--- BEGIN Extract provided ---

The New KPIs: Keep People Informed, Involved, Interested, Inspired
I’ve spent enough time around business leaders and content in the productivity space to notice a pattern: we’re obsessed with KPIs. Revenue, churn, acquisition, pipeline — we slice and dice data until it feels like we’ve got control over everything that matters. And don’t get me wrong, numbers matter. But as powerful as numbers are, they don’t always capture the full picture of what makes a business thrive.
I recently stumbled upon an article that offered a refreshing perspective. Instead of defining KPIs as Key Performance Indicators, the author reframed them as:
- Keeping People Informed
- Keeping People Involved
- Keeping People Invested
- Keeping People Interested
It’s more than just a clever play on words. When you think about the teams and organizations that succeed, it’s never only because they’re hitting their quarterly targets. It’s because the people inside them feel aligned, engaged, and inspired to contribute beyond the numbers.
Let’s begin with the first principle.
Keep people Informed
When we talk about information in organizations, we usually think about updates, announcements, reports, and meetings. But what often gets overlooked is the quiet effect flow of information has on how people engage and how they feel about their place. Silence makes people speculate. Need-to-know updates make them cautious. Whereas, consistent, meaningful communication makes them feel trusted.
In simple words, keeping people informed is all about transparency at workplace. When people aren’t sure what’s happening, they second-guess decisions, hold back their ideas, and hesitate to act. But when they trust that information will flow openly, they act with more confidence and take ownership naturally. They don’t need to wonder what decisions are being made in closed rooms or if they are working in the dark. They know enough to execute their tasks with full confidence and contextual clarity.
The organizations that get this right rarely feel like they’re “pushing” their teams forward. For them, progress becomes natural.
Keeping people involved
If information builds trust, involvement builds ownership. A surprising number of leaders still treat involvement as pushing down a decision and getting everyone to agree on it. They only gather opinions after the real decisions have already been made. That is not what involvement means here. Maybe compliance at best and quiet disengagement at worst.

--- END Extract provided ---

# Task set
a: Answer these about the KPI piece:
(i) Which four measures does the writer list as things business leaders slice and dice data on?
(ii) What does silence make people do?
(iii) What does involvement build?
b: Reproduce everything in the KPI piece from "I recently stumbled" down to "the first principle.".

--- BEGIN Data section ---

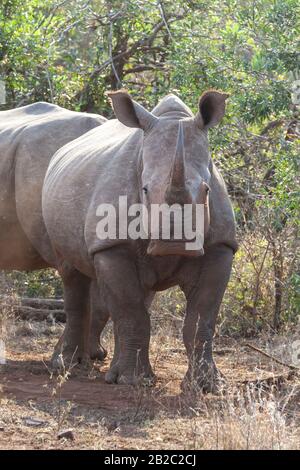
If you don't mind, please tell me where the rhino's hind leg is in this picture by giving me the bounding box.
[89,281,109,361]
[52,262,90,370]
[94,247,153,384]
[182,245,233,392]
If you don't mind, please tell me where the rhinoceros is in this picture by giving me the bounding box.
[0,102,106,358]
[42,90,237,391]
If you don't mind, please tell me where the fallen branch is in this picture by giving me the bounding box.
[244,343,300,371]
[20,297,64,310]
[12,305,66,322]
[236,370,297,389]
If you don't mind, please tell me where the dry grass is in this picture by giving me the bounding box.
[0,296,300,449]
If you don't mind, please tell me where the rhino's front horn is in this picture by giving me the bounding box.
[169,121,185,192]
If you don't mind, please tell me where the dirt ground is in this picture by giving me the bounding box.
[0,320,300,449]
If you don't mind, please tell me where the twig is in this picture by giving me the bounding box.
[244,343,300,371]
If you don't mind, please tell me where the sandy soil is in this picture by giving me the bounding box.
[0,322,300,449]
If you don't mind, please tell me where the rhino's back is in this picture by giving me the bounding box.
[43,120,142,274]
[0,103,105,269]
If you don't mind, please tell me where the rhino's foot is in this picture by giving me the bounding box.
[90,343,107,361]
[181,363,226,394]
[105,361,155,385]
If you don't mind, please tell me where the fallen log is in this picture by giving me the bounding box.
[20,297,64,310]
[244,343,300,372]
[1,304,66,323]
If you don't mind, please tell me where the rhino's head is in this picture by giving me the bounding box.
[109,90,228,256]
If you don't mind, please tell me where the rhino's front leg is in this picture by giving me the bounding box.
[94,247,153,384]
[52,262,90,369]
[89,280,109,361]
[183,245,233,392]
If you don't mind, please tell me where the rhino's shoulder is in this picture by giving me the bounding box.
[206,163,238,251]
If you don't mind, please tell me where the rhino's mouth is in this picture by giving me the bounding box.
[147,240,204,257]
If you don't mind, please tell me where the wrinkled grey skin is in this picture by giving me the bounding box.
[43,91,237,390]
[0,103,106,358]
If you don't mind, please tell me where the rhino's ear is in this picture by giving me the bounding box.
[195,90,229,129]
[107,90,158,131]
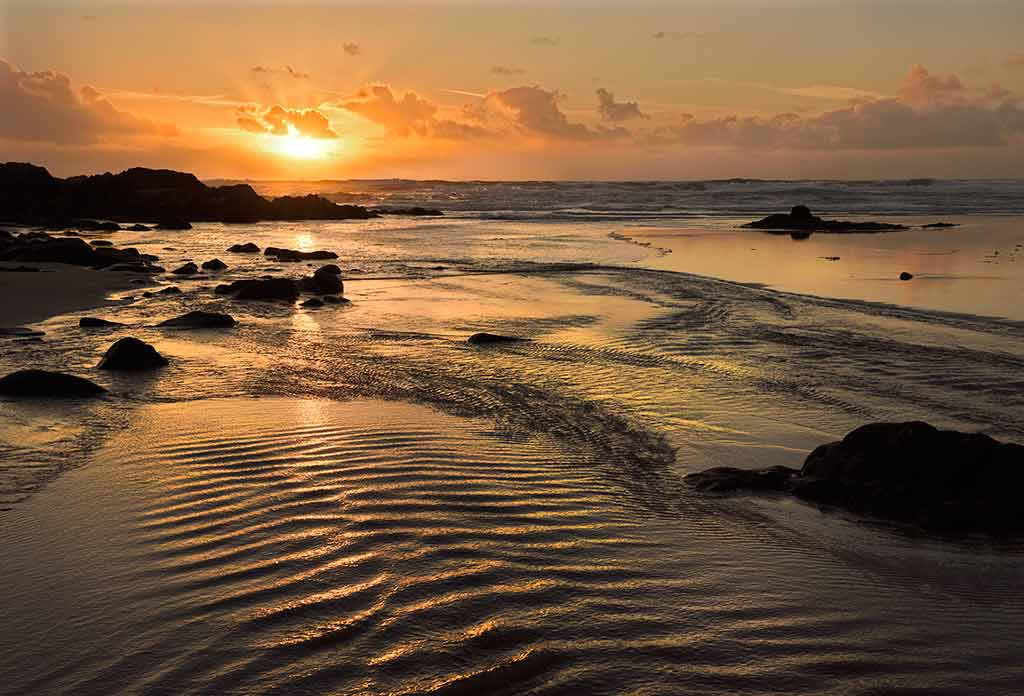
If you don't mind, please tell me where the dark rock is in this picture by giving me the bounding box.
[686,422,1024,535]
[263,247,338,261]
[741,206,907,232]
[96,336,167,372]
[157,311,236,329]
[467,333,529,346]
[154,218,191,229]
[78,316,124,329]
[214,277,299,302]
[0,369,106,397]
[227,242,259,254]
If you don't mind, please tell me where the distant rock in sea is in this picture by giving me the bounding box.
[0,162,378,225]
[0,369,106,398]
[741,206,907,232]
[686,422,1024,535]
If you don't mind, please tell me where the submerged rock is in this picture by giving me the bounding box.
[157,310,236,329]
[96,336,167,371]
[78,316,124,329]
[0,369,106,398]
[686,422,1024,535]
[741,206,907,233]
[227,242,259,254]
[466,332,529,346]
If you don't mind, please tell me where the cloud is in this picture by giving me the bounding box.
[647,66,1024,150]
[236,104,338,138]
[468,86,629,140]
[1002,53,1024,68]
[0,60,177,144]
[249,66,309,80]
[597,87,650,123]
[490,66,526,77]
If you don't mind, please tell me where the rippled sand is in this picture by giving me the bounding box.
[0,215,1024,694]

--- END Data section ---

# Outputs by task
a:
(i) Revenue, churn, acquisition, and pipeline.
(ii) Speculate.
(iii) Ownership.

b:
I recently stumbled upon an article that offered a refreshing perspective. Instead of defining KPIs as Key Performance Indicators, the author reframed them as:
- Keeping People Informed
- Keeping People Involved
- Keeping People Invested
- Keeping People Interested
It’s more than just a clever play on words. When you think about the teams and organizations that succeed, it’s never only because they’re hitting their quarterly targets. It’s because the people inside them feel aligned, engaged, and inspired to contribute beyond the numbers.
Let’s begin with the first principle.